▶ [Instruction 1]:
In the assignment text, rewrite the paragraph beginning "The books of interests that I have chosen" as a short bulleted list that keeps its main facts.
▶ [Instruction 2]:
Reproduce word for word the part of the assignment text starting at "# AIM 5001: Week" and ending at "datafame is below.".

▶ [Document passage]:
# AIM 5001: Week 12 Assignment
# Working with HTML, XML, JSON, and Web APIs
Pujita Ravichandar

The books of interests that I have chosen are the following: The Oceans by Eelco J. Rohling, Classical Mechanics by John R. Taylor, and Proving Einstein Right:The Daring Expeditions That Changed How We Look at the Universe by James S. Gates and Cathie Pelletier. These are some of my favorite science books, and some books that I am currently reading. The variables I have chosen to include in my JSON, HTML, and XML files are the title, author(s), year published, and length of the books in pages. The exploration of writing the data files and uploading them into a pandas datafame is below.

▶ [Supplied material]:
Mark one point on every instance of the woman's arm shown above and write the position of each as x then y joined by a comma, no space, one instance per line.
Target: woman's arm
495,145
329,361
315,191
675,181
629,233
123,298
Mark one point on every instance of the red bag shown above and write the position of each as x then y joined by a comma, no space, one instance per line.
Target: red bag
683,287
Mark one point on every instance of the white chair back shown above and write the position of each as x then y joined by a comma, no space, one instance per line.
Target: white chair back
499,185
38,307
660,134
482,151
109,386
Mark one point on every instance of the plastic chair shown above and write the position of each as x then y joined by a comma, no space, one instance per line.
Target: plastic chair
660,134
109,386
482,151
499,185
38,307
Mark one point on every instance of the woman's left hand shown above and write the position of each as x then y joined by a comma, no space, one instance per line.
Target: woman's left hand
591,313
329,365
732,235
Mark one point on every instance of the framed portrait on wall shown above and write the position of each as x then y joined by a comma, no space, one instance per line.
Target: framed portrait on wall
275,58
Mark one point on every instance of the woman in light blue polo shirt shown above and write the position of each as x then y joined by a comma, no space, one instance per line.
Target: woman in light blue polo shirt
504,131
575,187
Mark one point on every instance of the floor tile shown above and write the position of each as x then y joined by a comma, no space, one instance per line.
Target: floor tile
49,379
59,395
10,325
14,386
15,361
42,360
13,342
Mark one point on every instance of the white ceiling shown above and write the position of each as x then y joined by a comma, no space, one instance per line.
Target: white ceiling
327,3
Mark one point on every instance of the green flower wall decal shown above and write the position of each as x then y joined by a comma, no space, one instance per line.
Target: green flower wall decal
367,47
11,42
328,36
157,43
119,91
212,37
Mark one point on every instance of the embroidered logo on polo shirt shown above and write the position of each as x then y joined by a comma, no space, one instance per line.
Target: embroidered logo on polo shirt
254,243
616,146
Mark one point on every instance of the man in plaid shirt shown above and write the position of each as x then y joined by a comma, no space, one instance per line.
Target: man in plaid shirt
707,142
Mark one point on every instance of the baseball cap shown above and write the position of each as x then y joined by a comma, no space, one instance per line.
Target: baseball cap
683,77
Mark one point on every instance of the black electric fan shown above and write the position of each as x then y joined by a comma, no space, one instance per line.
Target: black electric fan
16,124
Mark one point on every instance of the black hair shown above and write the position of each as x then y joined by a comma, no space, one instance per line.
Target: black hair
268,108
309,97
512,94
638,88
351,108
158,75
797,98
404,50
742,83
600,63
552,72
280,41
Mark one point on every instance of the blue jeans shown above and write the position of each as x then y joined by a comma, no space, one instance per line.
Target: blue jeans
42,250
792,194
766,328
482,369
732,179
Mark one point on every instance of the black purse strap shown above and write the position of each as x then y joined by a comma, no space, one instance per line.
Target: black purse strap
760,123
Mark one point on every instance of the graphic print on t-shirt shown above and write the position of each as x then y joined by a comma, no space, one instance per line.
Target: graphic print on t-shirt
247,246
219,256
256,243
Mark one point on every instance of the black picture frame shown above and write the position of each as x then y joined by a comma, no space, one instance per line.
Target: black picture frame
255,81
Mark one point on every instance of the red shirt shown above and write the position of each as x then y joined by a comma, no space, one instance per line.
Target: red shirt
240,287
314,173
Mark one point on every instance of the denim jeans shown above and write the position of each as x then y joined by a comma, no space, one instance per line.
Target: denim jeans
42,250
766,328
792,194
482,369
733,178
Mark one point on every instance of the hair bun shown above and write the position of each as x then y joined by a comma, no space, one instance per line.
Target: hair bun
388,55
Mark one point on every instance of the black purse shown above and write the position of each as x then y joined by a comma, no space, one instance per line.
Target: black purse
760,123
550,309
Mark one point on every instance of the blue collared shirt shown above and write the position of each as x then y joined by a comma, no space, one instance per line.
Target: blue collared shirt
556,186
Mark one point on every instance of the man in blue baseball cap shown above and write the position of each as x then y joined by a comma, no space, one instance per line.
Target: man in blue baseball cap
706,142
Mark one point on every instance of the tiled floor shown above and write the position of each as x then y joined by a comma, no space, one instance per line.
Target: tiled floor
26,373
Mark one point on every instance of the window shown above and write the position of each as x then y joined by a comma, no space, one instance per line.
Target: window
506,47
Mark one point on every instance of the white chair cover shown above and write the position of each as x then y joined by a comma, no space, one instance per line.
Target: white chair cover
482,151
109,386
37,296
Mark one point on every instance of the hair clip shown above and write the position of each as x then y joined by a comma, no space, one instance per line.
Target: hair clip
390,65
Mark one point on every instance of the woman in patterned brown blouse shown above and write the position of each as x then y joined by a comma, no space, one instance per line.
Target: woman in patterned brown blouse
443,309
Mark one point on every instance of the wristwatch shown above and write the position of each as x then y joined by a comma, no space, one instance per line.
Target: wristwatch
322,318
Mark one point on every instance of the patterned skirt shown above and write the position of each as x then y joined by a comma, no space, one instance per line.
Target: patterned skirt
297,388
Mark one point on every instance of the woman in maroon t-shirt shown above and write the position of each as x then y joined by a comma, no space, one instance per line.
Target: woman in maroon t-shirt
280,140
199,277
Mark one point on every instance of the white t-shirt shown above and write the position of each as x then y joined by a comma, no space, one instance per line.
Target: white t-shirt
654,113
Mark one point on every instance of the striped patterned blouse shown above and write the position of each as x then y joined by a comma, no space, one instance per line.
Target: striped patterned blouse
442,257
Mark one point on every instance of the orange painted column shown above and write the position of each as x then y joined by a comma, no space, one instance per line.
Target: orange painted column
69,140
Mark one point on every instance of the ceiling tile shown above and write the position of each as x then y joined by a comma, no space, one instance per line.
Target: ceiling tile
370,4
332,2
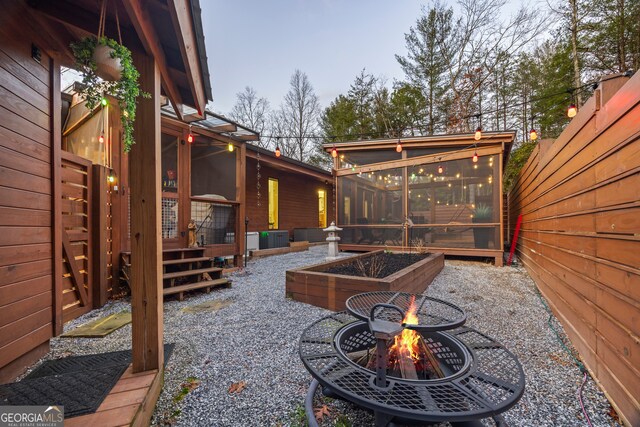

▶ [Exercise output 1]:
- Chosen books: *The Oceans* by Eelco J. Rohling; *Classical Mechanics* by John R. Taylor; *Proving Einstein Right: The Daring Expeditions That Changed How We Look at the Universe* by James S. Gates and Cathie Pelletier.
- These are favorite science books, some of which are currently being read.
- The JSON, HTML, and XML files contain each book's title, author(s), year published, and length in pages.
- Writing these data files and loading them into a pandas dataframe comes next.

▶ [Exercise output 2]:
# AIM 5001: Week 12 Assignment
# Working with HTML, XML, JSON, and Web APIs
Pujita Ravichandar

The books of interests that I have chosen are the following: The Oceans by Eelco J. Rohling, Classical Mechanics by John R. Taylor, and Proving Einstein Right:The Daring Expeditions That Changed How We Look at the Universe by James S. Gates and Cathie Pelletier. These are some of my favorite science books, and some books that I am currently reading. The variables I have chosen to include in my JSON, HTML, and XML files are the title, author(s), year published, and length of the books in pages. The exploration of writing the data files and uploading them into a pandas datafame is below.